Print the records again, character for character.

ENTRIES SUPPLIED Start Marker

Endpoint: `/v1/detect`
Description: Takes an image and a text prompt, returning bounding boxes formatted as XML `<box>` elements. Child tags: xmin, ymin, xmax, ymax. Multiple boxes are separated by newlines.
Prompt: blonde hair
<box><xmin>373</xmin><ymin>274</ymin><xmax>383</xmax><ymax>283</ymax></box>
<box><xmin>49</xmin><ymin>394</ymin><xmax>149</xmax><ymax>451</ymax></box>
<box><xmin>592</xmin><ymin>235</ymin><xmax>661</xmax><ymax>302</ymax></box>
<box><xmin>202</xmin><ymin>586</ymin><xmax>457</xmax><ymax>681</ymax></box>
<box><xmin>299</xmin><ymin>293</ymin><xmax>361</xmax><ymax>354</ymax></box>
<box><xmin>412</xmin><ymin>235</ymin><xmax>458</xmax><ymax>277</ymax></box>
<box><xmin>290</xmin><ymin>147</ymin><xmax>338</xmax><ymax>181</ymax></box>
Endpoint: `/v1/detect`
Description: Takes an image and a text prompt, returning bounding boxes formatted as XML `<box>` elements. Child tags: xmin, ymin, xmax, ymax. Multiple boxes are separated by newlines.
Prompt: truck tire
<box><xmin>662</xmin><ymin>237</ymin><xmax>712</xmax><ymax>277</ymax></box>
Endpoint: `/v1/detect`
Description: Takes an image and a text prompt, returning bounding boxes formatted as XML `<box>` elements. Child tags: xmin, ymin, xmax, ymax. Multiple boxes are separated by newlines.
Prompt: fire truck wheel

ENTRIES SUPPLIED End Marker

*ANSWER*:
Endpoint: `/v1/detect`
Description: Takes an image and a text prompt, returning bounding boxes formatted as XML `<box>` elements. Child tags: xmin, ymin, xmax, ymax. Multiple boxes are separated by newlines.
Prompt: blonde hair
<box><xmin>373</xmin><ymin>274</ymin><xmax>383</xmax><ymax>283</ymax></box>
<box><xmin>49</xmin><ymin>394</ymin><xmax>149</xmax><ymax>451</ymax></box>
<box><xmin>592</xmin><ymin>235</ymin><xmax>661</xmax><ymax>302</ymax></box>
<box><xmin>202</xmin><ymin>586</ymin><xmax>457</xmax><ymax>681</ymax></box>
<box><xmin>299</xmin><ymin>293</ymin><xmax>361</xmax><ymax>354</ymax></box>
<box><xmin>412</xmin><ymin>235</ymin><xmax>458</xmax><ymax>277</ymax></box>
<box><xmin>290</xmin><ymin>147</ymin><xmax>338</xmax><ymax>181</ymax></box>
Endpoint: `/v1/detect`
Description: Takes an image and a text prompt, returning bounding boxes formatted as XML `<box>` elements. Child tags: xmin, ymin, xmax, ymax. Multiple boxes are separated by newlines.
Prompt: truck tire
<box><xmin>662</xmin><ymin>237</ymin><xmax>712</xmax><ymax>277</ymax></box>
Endpoint: `/v1/detect`
Description: Takes an image and a text prompt, returning bounding boxes formatted as XML `<box>` elements. Child tags: xmin, ymin, xmax, ymax. Multiple boxes are separated by newlines.
Prompt: fire truck wheel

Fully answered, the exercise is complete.